Et si en parallèle une déshydratation y est associée, le risque de blessure tendineuse et musculaire (tendinopathie, élongation, claquage) est beaucoup plus couru qu’en temps normal.

Ce qui explique, en grande partie, le fait que les joueurs, soumis à une charge de travail conséquente en ce mois sacré perdent « toute connotation de plaisir » en raison de la pénibilité de l’effort fourni.

Abderrahim Brikci, enseignant-chercheur en physiologie de l’exercice à l’université de Reims (France), estime, pourtant, que « le jeûne peut faire office de stimulus durant cette période et peut même avoir un effet positif ».

« L’étude (de l’impact du jeûne sur les sportifs) réalisée en Algérie, chez des nageurs, montre par exemple une amélioration significative (+7%) de la performance physique lors de la quatrième semaine de jeûne ; cette amélioration persiste durant les deux semaines suivant le ramadhan. Celle réalisée en France montre, chez les coureurs, une diminution des résultats lors de la première semaine, une stagnation durant les deux semaines suivantes puis une amélioration significative (+5%). Chez les footballeurs, l’impact est beaucoup plus négatif, puisque nous avons relevé un taux important de blessures et d’abandons (50%) dès la première semaine. S’agissant d’un sport collectif, on peut donc penser que ces blessures et abandons sont liés au fait que les séances d’entraînement et de compétition ne sont pas aménagées en fonction des particularismes de chacun », indiquait-il, vendredi dernier, dans Le Nouvel Observateur.

Précision de taille, cette étude a été réalisée l’hiver. « Pratiquer le sport, à jeun, l’été est beaucoup plus problématique » précisera, en parallèle, ledit chercheur avec comme référence les imminents Jeux olympiques de Londres.

Dans cette étude justement, menée conjointement avec ses collaborateurs Faynot et Davenne et intitulée « Ramadan et pratique sportive », le professeur Abderrahim Brikci arrive à la conclusion que « les modifications du rythme biologique (notamment veille-sommeil), l’absence d’hydratation au cours de l’entraînement, l’épuisement précoce des stocks hépatique et musculaire de sucres, l’hypoglycémie qui en résulte ainsi que l’insuffisance de la récupération sont les principaux facteurs susceptibles de se manifester au cours du jeûne et de réduire la performance physique durant le Ramadhan ».
----------
* _Liste des activités_:
1 - Dans le texte sur le jeûne et la pratique sportive, relevez tous les facteurs qui, selon la conclusion de l'étude « Ramadan et pratique sportive », peuvent réduire la performance physique durant le Ramadhan.
2 - Poursuivez le texte sur le jeûne et la pratique sportive après sa dernière phrase.

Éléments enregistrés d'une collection
----------
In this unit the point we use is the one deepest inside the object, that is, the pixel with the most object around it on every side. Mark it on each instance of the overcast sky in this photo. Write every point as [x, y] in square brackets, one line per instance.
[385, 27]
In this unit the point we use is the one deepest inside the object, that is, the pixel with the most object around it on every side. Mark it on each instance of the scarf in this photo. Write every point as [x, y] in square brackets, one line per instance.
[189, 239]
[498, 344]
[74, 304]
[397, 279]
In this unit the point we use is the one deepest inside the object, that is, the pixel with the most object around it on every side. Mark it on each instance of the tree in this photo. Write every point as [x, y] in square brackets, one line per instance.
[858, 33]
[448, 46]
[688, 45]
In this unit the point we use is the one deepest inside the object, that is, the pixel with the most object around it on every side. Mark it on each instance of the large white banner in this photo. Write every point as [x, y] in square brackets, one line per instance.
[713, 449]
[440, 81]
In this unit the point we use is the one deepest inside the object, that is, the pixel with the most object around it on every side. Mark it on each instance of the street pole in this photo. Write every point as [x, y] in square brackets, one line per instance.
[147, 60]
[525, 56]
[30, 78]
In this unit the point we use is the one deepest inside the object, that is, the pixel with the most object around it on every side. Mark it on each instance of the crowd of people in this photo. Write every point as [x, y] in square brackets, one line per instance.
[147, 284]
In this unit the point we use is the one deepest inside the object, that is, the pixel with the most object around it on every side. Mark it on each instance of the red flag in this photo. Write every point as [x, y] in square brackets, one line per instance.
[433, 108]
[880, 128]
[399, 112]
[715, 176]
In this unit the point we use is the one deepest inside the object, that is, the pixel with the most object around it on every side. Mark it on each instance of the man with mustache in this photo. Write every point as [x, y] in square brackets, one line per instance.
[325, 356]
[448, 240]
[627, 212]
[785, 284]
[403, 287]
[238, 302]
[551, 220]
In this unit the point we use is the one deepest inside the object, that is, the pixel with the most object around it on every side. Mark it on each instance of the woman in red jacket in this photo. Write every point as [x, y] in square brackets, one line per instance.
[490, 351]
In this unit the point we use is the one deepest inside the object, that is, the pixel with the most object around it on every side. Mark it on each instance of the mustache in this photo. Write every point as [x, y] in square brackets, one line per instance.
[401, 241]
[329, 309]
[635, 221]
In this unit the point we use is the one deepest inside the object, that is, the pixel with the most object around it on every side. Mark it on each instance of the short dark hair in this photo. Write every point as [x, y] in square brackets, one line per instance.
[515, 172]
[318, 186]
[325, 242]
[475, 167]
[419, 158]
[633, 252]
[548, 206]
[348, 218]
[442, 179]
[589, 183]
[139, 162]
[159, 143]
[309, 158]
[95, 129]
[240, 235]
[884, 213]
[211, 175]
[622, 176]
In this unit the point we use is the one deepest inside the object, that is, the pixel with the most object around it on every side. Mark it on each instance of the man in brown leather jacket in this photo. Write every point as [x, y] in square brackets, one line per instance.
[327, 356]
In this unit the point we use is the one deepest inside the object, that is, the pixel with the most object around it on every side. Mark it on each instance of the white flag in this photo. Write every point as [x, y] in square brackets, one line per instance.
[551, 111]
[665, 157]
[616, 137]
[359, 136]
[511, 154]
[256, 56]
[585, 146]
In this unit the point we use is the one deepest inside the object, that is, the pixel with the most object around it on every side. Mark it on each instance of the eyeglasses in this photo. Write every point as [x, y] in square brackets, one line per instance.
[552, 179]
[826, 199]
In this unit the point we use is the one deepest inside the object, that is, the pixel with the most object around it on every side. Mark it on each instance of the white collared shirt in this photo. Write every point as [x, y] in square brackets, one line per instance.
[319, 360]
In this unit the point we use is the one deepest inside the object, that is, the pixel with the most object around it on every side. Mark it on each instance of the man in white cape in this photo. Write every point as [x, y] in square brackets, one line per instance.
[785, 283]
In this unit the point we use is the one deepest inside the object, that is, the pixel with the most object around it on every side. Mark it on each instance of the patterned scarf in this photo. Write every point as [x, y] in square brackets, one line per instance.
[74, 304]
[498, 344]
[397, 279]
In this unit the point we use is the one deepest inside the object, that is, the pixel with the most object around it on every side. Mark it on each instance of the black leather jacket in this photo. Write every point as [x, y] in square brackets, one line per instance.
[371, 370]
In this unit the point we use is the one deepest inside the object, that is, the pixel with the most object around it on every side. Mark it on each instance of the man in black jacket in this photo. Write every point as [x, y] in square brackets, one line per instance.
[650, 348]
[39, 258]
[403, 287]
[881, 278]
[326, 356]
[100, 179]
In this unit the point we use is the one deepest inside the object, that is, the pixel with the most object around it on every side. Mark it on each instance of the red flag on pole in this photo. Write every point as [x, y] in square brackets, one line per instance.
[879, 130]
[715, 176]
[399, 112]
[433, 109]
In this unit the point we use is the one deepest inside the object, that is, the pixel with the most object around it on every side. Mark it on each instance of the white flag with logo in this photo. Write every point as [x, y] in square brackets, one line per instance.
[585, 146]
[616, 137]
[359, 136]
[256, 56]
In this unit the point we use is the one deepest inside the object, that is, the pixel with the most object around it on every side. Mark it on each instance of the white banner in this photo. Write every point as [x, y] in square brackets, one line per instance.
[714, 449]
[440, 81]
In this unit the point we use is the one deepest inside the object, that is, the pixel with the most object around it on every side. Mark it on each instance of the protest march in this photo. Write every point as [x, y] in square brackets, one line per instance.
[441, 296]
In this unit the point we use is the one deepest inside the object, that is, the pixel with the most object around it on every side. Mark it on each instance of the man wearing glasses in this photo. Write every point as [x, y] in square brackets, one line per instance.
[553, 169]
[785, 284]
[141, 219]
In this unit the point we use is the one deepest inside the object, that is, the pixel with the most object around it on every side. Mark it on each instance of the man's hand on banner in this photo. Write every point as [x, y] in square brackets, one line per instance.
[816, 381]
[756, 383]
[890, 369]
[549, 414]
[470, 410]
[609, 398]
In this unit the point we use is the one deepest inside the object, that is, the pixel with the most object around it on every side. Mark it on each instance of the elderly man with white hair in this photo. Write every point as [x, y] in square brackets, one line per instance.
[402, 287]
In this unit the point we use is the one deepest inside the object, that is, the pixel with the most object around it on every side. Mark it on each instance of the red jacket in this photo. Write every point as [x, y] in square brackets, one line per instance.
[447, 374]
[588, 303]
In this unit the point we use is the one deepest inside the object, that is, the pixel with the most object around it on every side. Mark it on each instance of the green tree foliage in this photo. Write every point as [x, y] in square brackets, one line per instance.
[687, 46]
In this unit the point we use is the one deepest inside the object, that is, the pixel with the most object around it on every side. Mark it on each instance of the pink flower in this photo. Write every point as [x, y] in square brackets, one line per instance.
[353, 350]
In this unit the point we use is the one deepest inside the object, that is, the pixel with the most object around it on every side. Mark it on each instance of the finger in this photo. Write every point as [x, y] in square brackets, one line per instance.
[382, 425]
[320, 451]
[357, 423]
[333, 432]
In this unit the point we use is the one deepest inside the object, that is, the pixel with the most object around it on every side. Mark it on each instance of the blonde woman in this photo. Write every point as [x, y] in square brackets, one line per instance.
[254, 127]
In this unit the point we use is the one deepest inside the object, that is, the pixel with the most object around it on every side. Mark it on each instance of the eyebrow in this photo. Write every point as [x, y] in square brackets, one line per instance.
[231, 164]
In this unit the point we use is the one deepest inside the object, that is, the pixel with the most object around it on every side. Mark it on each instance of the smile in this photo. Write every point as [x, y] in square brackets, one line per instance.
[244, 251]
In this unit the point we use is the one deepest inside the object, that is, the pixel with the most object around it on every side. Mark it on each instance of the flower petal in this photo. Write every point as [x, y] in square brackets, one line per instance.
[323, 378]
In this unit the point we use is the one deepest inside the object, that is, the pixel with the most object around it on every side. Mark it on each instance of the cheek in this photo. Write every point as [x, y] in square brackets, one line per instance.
----------
* _Corrigé des activités_:
1 -
- les modifications du rythme biologique (notamment veille-sommeil)
- l'absence d'hydratation au cours de l'entraînement
- l'épuisement précoce des stocks hépatique et musculaire de sucres
- l'hypoglycémie qui en résulte
- l'insuffisance de la récupération

2 -
« Afin de prévenir les risques d’épuisement, d’éviter les symptômes inhérents, et éventuellement pour exploiter positivement la pratique du jeûne », Abderrahim Brikci préconise de « respecter certaines règles méthodologiques, diététiques et de récupération ». Il les résumera, dans son rapport final, comme suit : « Donner le temps à l’organisme de s’habituer aux modifications brutales du rythme de vie (décalage de prises alimentaires, de phases de digestion, du sommeil et parfois même celui du rapport sommeil-veille, modification qualitative et quantitative du régime alimentaire…). Pour cela il y a lieu de réduire, durant la première semaine du Ramadhan, le volume et surtout l’intensité de l’entraînement, pour les rétablir progressivement dès la deuxième semaine.

« également, « adapter, pour les athlètes, la fréquence, l’intensité et la durée des séances d’entraînement en tenant compte des particularités énergétiques de la spécialité sportive pratiquée et des spécificités du jeûne ».En parallèle, « respecter la constance du rythme biologique, notamment la durée habituelle du sommeil, sachant que le sommeil de jour, quelle que soit sa durée, ne peut remplacer celui de la nuit ».

Enfin, « éviter les séances d’entraînement intense en début de journée, cela entraîne un épuisement précoce des réserves de sucres. Ce type de séance peut être programmé avant la rupture du jeûne ».